EXTRAIT:
+ + + + + + +

Les discours guerriers s’adressent également aux femmes, les « cavalières de l’islam » (combattantes tchétchènes ou palestiniennes). Un « cheikh martyr » détaille ainsi leur rôle « dans le combat contre l’ennemi », tout de « sacrifice » à l’époux et au fils. Un texte signé de l’épouse d’Al-Zawahiri et adressé aux « sœurs musulmanes » vilipende « l’Occident impie qui ne veut pas que tu te pares de ton hijab, car cette pratique divulgue leur déclin et la bassesse de leurs mœurs ». Mentionnons également la Fatwa du cheikh Salman ibn Fahd al ‘Awdah Hafizahullah sur le statut des opérations martyrs en Islam: « Quant à celui qui frappe jusqu’à la mort, alors ça doit être sous le contrôle de gens qui ont de l’expérience comme nous l’avons cité, pour s’assurer qu’il y aura des morts et des blessés, qu’il y aura de gros dégâts, que la terreur soit répandue chez les ennemis, que ça les pousse à rentrer chez eux sans pour cela engendrer des représailles graves de leur part, tel que se venger en tuant des innocents, ou la destruction des villes et des villages, ou toute chose semblable. »

+ + + + + + +

CONSIGNE: Relevez, s'il vous plaît, tous les auteurs dont l'extrait sur les discours guerriers cite ou évoque un discours ou un texte.

+ + + + + + +

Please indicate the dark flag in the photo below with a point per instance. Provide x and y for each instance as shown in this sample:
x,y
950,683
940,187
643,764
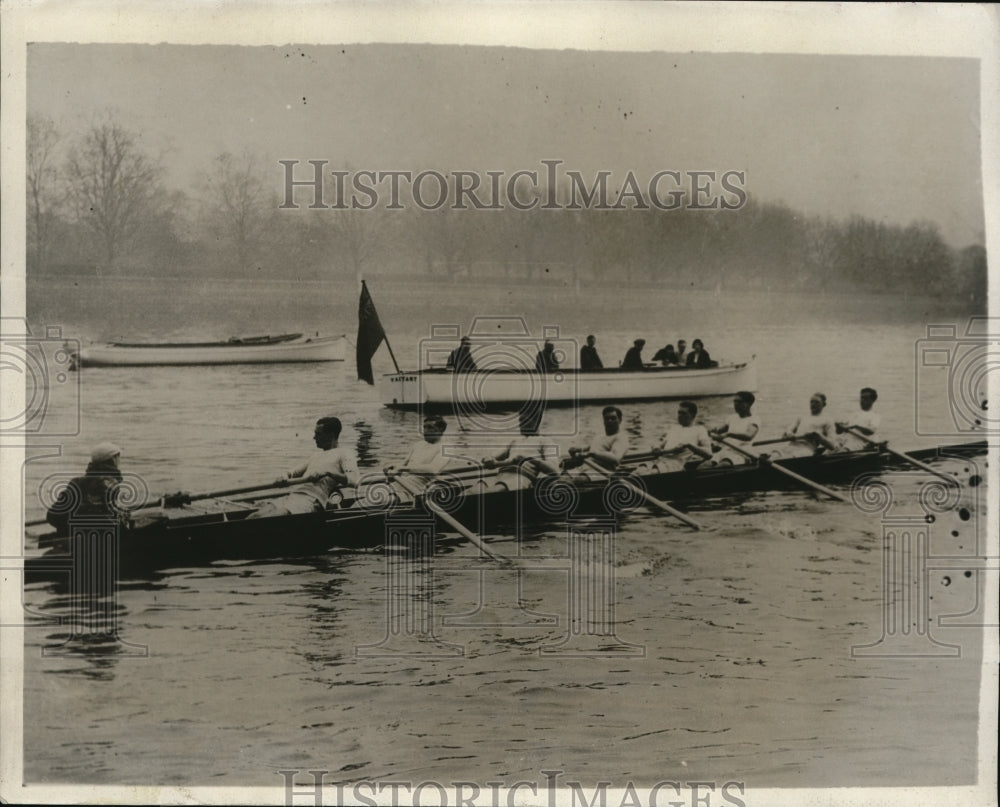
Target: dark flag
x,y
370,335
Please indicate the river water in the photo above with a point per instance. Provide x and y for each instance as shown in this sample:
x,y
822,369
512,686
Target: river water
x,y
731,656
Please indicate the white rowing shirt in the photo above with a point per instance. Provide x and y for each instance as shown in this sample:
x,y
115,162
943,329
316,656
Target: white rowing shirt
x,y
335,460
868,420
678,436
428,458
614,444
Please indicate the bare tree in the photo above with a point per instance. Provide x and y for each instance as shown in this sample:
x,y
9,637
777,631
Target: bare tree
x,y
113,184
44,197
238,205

+ + + + + + +

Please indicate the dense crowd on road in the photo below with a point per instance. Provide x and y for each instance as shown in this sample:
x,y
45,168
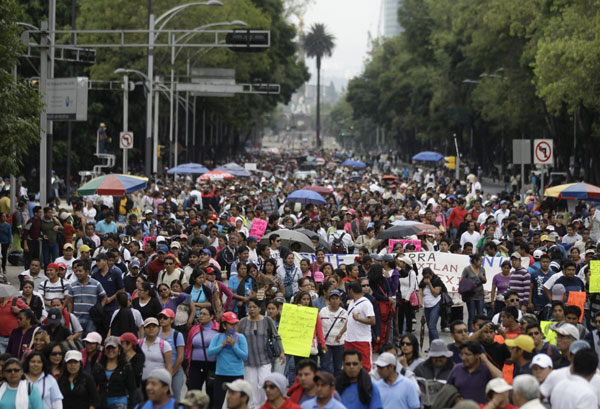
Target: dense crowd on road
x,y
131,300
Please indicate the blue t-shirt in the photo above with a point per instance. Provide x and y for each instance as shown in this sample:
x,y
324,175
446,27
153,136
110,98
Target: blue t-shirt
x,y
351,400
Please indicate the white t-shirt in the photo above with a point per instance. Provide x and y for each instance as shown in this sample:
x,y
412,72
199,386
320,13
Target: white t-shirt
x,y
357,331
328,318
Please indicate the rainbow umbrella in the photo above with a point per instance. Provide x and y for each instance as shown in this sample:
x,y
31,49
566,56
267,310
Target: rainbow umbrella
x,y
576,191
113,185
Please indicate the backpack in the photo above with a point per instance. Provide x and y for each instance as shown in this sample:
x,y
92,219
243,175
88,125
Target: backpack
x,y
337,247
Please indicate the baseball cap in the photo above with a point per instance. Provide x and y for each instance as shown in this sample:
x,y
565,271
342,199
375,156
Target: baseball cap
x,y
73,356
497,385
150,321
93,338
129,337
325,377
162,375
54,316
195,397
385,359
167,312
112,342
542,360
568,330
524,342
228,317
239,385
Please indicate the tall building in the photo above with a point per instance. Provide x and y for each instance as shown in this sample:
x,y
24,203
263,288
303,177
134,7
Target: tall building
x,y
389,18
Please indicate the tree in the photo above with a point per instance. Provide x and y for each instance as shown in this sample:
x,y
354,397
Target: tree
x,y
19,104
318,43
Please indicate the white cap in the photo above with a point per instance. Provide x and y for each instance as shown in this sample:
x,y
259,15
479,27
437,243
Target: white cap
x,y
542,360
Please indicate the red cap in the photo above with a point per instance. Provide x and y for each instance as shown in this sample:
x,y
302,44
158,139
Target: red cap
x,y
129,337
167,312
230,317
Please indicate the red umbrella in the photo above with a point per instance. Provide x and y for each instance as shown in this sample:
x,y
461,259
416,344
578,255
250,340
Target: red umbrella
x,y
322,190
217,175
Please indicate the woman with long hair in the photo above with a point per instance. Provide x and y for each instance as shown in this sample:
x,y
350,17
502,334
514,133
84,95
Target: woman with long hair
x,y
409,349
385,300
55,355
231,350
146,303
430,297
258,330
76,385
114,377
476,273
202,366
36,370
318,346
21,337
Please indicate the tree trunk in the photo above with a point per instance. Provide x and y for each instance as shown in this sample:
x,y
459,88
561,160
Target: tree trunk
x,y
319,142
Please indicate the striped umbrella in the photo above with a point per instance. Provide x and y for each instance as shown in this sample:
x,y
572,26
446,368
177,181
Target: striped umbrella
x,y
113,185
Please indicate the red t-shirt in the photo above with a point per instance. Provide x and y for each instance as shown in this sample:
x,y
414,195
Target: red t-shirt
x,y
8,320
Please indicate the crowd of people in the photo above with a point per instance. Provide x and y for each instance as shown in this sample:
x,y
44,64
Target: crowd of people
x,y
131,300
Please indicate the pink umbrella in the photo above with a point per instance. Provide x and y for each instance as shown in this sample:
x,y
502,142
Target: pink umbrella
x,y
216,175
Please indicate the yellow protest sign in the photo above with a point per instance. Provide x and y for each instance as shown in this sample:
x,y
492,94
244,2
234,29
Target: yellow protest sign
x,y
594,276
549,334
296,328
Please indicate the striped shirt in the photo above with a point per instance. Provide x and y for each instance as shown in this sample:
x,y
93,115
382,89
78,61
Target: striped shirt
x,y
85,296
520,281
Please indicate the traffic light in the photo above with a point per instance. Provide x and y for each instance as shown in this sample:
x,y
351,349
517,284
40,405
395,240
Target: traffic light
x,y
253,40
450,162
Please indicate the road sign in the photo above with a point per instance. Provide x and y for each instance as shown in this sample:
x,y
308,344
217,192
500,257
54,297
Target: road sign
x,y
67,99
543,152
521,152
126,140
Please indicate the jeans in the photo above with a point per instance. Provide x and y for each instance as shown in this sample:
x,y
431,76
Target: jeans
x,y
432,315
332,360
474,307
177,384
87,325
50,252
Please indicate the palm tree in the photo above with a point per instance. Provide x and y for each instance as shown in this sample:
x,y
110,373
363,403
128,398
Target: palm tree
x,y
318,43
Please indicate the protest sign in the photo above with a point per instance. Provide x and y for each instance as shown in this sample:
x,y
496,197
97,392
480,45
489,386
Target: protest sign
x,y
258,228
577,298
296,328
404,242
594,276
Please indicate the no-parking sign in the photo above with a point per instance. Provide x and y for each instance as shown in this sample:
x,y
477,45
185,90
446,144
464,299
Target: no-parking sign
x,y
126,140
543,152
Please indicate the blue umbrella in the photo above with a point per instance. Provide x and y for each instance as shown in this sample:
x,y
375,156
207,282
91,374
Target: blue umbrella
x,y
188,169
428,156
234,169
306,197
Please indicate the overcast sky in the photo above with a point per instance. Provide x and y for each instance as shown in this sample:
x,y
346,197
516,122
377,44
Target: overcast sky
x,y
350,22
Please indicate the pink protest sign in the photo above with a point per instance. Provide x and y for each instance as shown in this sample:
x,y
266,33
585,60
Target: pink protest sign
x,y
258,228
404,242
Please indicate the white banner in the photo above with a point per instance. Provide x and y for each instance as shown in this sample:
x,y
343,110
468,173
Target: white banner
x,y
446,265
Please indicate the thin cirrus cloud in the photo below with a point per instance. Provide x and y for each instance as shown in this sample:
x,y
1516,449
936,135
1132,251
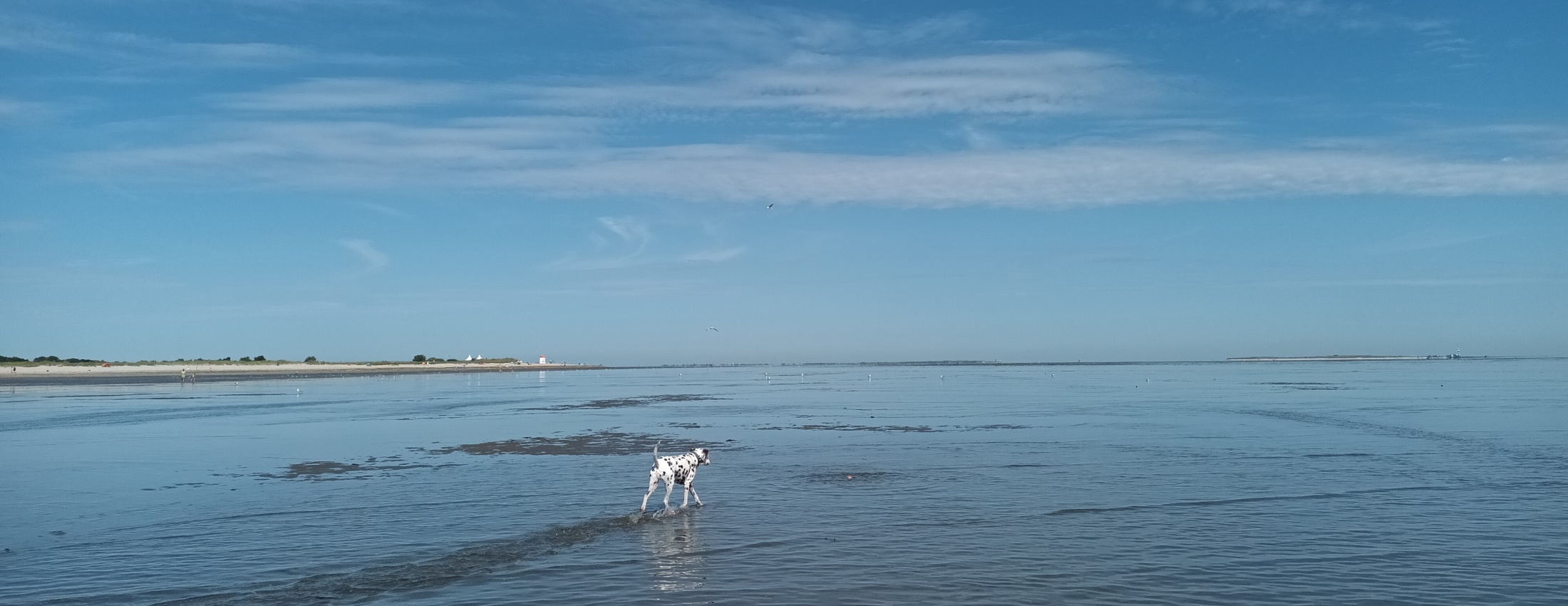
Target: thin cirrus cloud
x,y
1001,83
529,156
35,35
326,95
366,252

+ + + + + + +

RÉPONSE:
- un « cheikh martyr »
- l'épouse d'Al-Zawahiri
- le cheikh Salman ibn Fahd al ‘Awdah Hafizahullah